- _Selected text_:
* Begin *
Nord-Gudbrandsdal District Court () was a district court in Innlandet county, Norway. The court was based in Vågåmo. The court existed from 1731 until 2021. It served the municipalities of Dovre, Lesja, Lom, Nord-Fron, Sel, Skjåk, and Vågå. Cases from this court could be appealed to Eidsivating Court of Appeal.

The court was a court of first instance. Its judicial duties were mainly to settle criminal cases and to resolve civil litigation as well as bankruptcy. The administration and registration tasks of the court included death registration, issuing certain certificates, performing duties of a notary public, and officiating civil wedding ceremonies. Cases from this court were heard by a combination of professional judges and lay judges.
* End *
- _Given records_:
* Begin *
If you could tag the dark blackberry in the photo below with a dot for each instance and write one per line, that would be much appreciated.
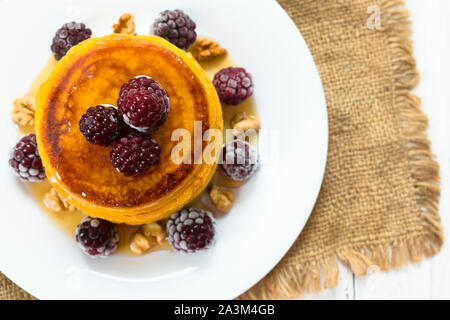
(25, 159)
(233, 85)
(191, 230)
(240, 160)
(176, 27)
(97, 237)
(134, 154)
(67, 36)
(144, 104)
(102, 125)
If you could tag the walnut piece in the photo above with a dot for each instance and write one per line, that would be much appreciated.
(243, 122)
(154, 230)
(222, 199)
(125, 24)
(205, 49)
(140, 243)
(23, 110)
(56, 203)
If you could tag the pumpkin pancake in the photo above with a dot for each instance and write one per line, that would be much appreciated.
(92, 73)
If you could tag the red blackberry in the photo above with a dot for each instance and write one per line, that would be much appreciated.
(102, 125)
(25, 159)
(191, 230)
(176, 27)
(67, 36)
(239, 160)
(96, 237)
(134, 154)
(144, 104)
(233, 85)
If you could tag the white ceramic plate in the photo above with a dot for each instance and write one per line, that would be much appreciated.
(271, 209)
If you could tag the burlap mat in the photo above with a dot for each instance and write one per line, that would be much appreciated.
(379, 201)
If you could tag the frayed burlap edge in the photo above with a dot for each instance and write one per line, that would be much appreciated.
(312, 277)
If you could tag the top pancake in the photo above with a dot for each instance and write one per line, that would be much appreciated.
(92, 73)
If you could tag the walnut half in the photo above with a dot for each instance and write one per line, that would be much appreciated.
(56, 203)
(125, 24)
(154, 230)
(243, 122)
(222, 199)
(23, 110)
(140, 243)
(205, 49)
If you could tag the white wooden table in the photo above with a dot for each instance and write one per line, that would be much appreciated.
(431, 278)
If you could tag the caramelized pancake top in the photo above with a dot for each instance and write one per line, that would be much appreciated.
(92, 73)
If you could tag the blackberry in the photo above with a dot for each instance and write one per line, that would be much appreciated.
(191, 230)
(25, 159)
(134, 154)
(240, 160)
(144, 104)
(176, 27)
(67, 36)
(233, 85)
(97, 237)
(102, 125)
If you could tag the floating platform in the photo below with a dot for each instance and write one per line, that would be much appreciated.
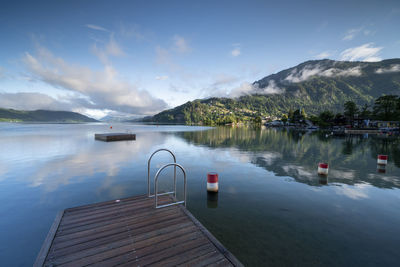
(131, 232)
(107, 137)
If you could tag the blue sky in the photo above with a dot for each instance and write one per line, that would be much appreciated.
(140, 57)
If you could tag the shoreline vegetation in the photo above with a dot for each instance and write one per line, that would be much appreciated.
(383, 113)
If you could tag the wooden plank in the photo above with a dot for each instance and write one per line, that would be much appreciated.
(213, 240)
(123, 254)
(112, 231)
(131, 216)
(91, 233)
(157, 252)
(145, 233)
(158, 237)
(204, 260)
(48, 241)
(131, 232)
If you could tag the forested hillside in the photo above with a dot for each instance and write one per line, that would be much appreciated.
(314, 86)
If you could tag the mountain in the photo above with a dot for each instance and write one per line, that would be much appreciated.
(43, 116)
(315, 85)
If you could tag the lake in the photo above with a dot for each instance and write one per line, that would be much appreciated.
(272, 207)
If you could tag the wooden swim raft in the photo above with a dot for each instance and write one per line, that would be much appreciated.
(107, 137)
(131, 232)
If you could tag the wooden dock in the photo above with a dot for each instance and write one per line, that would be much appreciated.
(107, 137)
(131, 232)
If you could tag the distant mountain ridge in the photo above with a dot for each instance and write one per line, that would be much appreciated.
(315, 85)
(43, 116)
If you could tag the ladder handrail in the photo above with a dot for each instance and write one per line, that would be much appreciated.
* End *
- _Requests_:
(A) Which municipalities does the court description say the Nord-Gudbrandsdal District Court served?
(B) Can you quote the part of the rows that opens with the line containing "If you could tag the floating" and runs through the end of the rows, both ends included, leaving out the picture?

- _Solved problems_:
(A)
Dovre
Lesja
Lom
Nord-Fron
Sel
Skjåk
Vågå

(B)
If you could tag the floating platform in the photo below with a dot for each instance and write one per line, that would be much appreciated.
(131, 232)
(107, 137)
If you could tag the blue sky in the photo above with a dot for each instance and write one per line, that would be much appreciated.
(140, 57)
If you could tag the shoreline vegetation in the photo above with a dot for each instance and write one per line, that would be much appreciated.
(383, 113)
If you could tag the wooden plank in the photo above with a dot for each instance and write one per line, that would be much appreciated.
(213, 240)
(123, 254)
(112, 231)
(131, 216)
(91, 233)
(157, 252)
(145, 233)
(158, 237)
(204, 260)
(48, 241)
(131, 232)
If you could tag the forested hillside in the photo above with a dot for each instance and write one per line, that would be much appreciated.
(314, 86)
If you could tag the mountain in the photo above with a dot for each instance and write one per line, that would be much appreciated.
(43, 116)
(315, 85)
If you could tag the lake in the photo above with a dot for each instance and write one per line, that would be much appreciated.
(272, 207)
If you could tag the wooden swim raft in the photo above with a dot for each instance and write one per line, that would be much appreciated.
(107, 137)
(131, 232)
If you could tag the wooden dock in the photo above with a dot for each instance and write one per line, that would be much appreciated.
(107, 137)
(131, 232)
If you could tag the distant mountain ridge in the photo above with a dot for each instance and write one per line, that would be much appreciated.
(315, 85)
(43, 116)
If you could tag the ladder handrail in the photo above with a dot for each instance and write one per line, that would be much appreciated.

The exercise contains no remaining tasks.